== PROVIDED TEXT
The warrants are held by the government under the Troubled Assets Relief Program (Tarp), and are linked to 88.4 million units of the dealer's common shares. Banc of America Securities-Merrill Lynch analysts priced the JP Morgan warrants at $1.049 billion in a research note on August 11.
On August 10, a 10-Q filing by the bank said it had revoked a repurchase notice given to the Treasury regarding the warrants. Consequently, the bank said, it believed the Treasury was organising a public auction of the warrants.
In recent weeks, at least one major dealer has confirmed to Risk it is assisting the Treasury with the auction process. The Treasury had told JP Morgan that it would be allowed to participate in such an auction, the 10-Q filing said.
According to a spokesman for the Treasury in Washington, DC, no decisions about the auction’s structure or timing have yet been taken. “We are still in the process of designing the auction mechanism and have not yet set a date,” he said. This stands in contrast to a Treasury statement on June 26 that announced it was establishing guidelines for the auctions, which would be held “over the next few months”.
The delay might reflect difficult questions about the form the auction will take.
In designing an auction mechanism, the Treasury could benefit from looking at an auction of stock warrants linked to Detroit-based automaker Chrysler in 1983, said Linus Wilson, an assistant professor of finance at the University of Louisiana at Lafayette, who has written several papers on issues surrounding the Tarp warrants, including an analysis of the results of the 1983 auction.
In 1980, the embattled car company was given $1.2 billion in federal aid in the form of guarantees on commercial loans. In return, the government received 14.4 million shares in Chrysler, with a strike price of $13. The warrants had a similar 10-year maturity to those issued by JP Morgan under the Tarp.
Three years later, Chrysler offered to buy back the warrants from the Treasury for $250 million – a price representing only the warrants’ intrinsic value – but was refused. The Treasury subsequently ran a first-price, sealed-bid auction. The auction was won by Chrysler, beating banks including First Boston, Goldman Sachs and Morgan Stanley.
The result of the auction was that Chrysler paid $311 million, or $21.60 per warrant. According to Wilson’s research, the figure represents around 91% of fair market value – a better price than that received so far on many of the Tarp warrants. “The auction produced 91% of estimated fair market value, so it seems like auctions would be better all round,” he said.
But to allow market participants to bid on a level playing field, the Treasury should consider disadvantaging JP Morgan in a similar way to Chrysler, he added. This would be a response to the fact the company held greater information about the stock whose warrants it was bidding on. “JP Morgan has an advantage in the auction, so it may make sense for the government to disadvantage it,” he said.
====
SET TASK 1: In the article on the Tarp warrants, why does Linus Wilson suggest that the Treasury disadvantage JP Morgan in the auction?
SET TASK 2:
Answer these questions from the article on the Tarp warrants:
(a) On what date did Banc of America Securities-Merrill Lynch analysts price the JP Morgan warrants?
(b) What was the strike price of the shares the government received from Chrysler in 1980?
(c) How much did Chrysler pay per warrant in the 1983 auction?
SET TASK 3: Carry the article on the Tarp warrants forward from its final sentence.
== INFORMATION PROVIDED
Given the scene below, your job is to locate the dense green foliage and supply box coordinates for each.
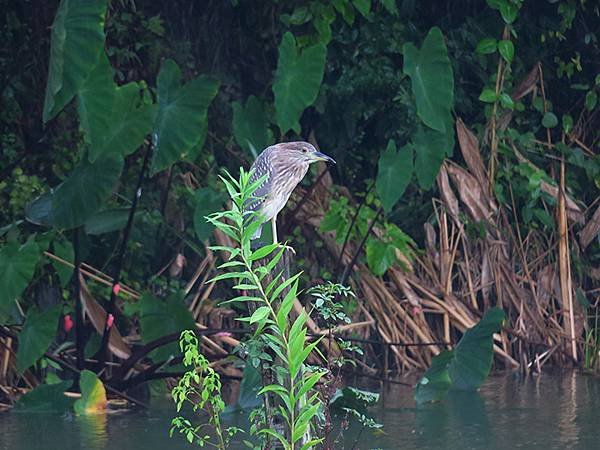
====
ANSWER 1: He suggests it so that market participants can bid on a level playing field. JP Morgan holds more information about the stock whose warrants it would be bidding on, which gives it an advantage in the auction.

ANSWER 2:
(a) August 11.
(b) $13.
(c) $21.60.

ANSWER 3:
As with Chrysler, this might involve a sealed-bid auction, he said. It could also involve forcing the bank to pay a heavy premium or limiting the value of warrants it is able to buy. Most radically, it could even entail excluding JP Morgan from the auction altogether – in which case, the Treasury’s advice to the bank would prove a costly mistake.
Nonetheless, some dealers remain dubious about whether the warrants will garner enough interest from other market participants, given their large size and the difficulties of hedging the complex risks associated with them.
So far, Tarp warrant repurchases by publicly traded banks have brought in $2.81 billion for the Treasury, according to Wilson. This compares with his valuation estimates ranging from $2.95–$4.26 billion. In other words, the Treasury has received approximately 66–95% of fair value, depending on the volatility assumptions used to price the warrants.
In July, a Congressional Oversight Panel report claimed the Treasury recouped 66% of fair value for warrant sales on 11 smaller banks conducted earlier this year.
JP Morgan is the only bank to have publicly opted not to repurchase its warrants on a negotiated basis – paving the way for an auction. Capital One and Northern Trust are the only other large banks to have repaid their Tarp preferred investments and not to have bought back their warrants. Capital One did not return calls for comment, while Northern Trust said it was working with the Treasury to buy back its warrants. However, under the disposition process outlined by the Treasury, it is possible more of the large Tarp recipients could repay their preferred investments and decide not to repurchase the warrants, forcing the Treasury to repeat the exercise.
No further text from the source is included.